Below is a block of data; give all of it again word for word.

---

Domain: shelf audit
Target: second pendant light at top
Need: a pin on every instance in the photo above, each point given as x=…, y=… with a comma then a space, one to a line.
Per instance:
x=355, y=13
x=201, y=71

---

▶ Response area
Domain: shelf audit
Target: second pendant light at top
Need: a pin on every instance in the photo above, each point given as x=…, y=… with a comma then a space, one to a line.
Per instance:
x=355, y=13
x=201, y=71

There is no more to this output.